--- Work to complete ---
Once you reach the line containing "positive clicks: (230, 221)" in the data below, restate each line word for word up to and including the one containing "positive clicks: (262, 21)".

--- Records for this exercise ---
┄┄┄┄┄┄┄┄┄┄

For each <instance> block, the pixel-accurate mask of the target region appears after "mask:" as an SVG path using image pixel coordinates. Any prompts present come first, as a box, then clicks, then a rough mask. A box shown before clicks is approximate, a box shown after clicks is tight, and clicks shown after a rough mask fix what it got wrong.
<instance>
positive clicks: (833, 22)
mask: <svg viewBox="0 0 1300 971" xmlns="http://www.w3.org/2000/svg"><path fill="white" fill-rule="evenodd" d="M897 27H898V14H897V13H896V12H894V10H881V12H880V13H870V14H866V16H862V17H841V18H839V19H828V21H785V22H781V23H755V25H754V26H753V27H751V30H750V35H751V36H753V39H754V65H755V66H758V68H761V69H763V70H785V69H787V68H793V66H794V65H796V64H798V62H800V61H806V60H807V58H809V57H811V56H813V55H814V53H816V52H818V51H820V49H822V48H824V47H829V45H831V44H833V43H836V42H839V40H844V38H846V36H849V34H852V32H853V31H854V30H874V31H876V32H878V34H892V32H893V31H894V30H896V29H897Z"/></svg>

┄┄┄┄┄┄┄┄┄┄

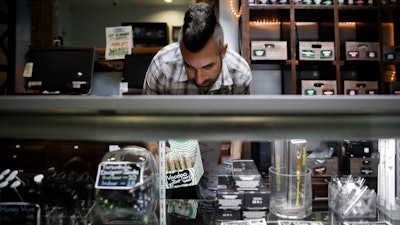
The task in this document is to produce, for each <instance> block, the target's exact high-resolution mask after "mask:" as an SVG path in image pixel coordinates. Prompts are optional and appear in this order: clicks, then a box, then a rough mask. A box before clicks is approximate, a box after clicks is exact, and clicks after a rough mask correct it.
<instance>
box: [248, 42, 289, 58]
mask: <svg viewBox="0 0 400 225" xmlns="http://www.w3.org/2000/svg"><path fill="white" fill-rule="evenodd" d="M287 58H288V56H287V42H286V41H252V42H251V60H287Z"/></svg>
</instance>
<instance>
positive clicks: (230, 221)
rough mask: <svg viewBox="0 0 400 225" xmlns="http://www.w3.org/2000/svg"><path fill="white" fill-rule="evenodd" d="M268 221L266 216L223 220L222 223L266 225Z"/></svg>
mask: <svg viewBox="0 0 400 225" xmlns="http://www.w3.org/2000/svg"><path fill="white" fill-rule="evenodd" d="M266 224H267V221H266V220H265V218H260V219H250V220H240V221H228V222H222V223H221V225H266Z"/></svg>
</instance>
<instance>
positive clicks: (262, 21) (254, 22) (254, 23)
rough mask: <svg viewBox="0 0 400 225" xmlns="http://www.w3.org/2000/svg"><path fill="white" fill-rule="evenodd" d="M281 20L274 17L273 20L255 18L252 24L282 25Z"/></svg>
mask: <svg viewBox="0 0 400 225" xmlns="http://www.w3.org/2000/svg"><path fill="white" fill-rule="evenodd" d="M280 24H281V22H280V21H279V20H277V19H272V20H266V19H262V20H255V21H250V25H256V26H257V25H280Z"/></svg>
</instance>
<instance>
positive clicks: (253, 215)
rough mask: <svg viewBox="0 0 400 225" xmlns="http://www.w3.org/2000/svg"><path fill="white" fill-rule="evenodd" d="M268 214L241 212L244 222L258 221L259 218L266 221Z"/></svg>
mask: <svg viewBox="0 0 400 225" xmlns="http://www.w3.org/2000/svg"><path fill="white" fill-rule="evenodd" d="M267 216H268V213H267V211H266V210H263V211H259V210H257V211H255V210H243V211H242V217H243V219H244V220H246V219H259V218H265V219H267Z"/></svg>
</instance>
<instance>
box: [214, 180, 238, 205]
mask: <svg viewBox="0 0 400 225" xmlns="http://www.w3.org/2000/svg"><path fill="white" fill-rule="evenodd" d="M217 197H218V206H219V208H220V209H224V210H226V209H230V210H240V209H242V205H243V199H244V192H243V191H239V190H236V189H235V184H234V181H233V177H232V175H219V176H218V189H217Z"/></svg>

┄┄┄┄┄┄┄┄┄┄

--- Output for this task ---
positive clicks: (230, 221)
rough mask: <svg viewBox="0 0 400 225" xmlns="http://www.w3.org/2000/svg"><path fill="white" fill-rule="evenodd" d="M268 221L266 216L223 220L222 223L266 225Z"/></svg>
mask: <svg viewBox="0 0 400 225" xmlns="http://www.w3.org/2000/svg"><path fill="white" fill-rule="evenodd" d="M266 224H267V221H266V220H265V218H260V219H250V220H240V221H228V222H222V223H221V225H266Z"/></svg>
</instance>
<instance>
positive clicks: (262, 21) (254, 22) (254, 23)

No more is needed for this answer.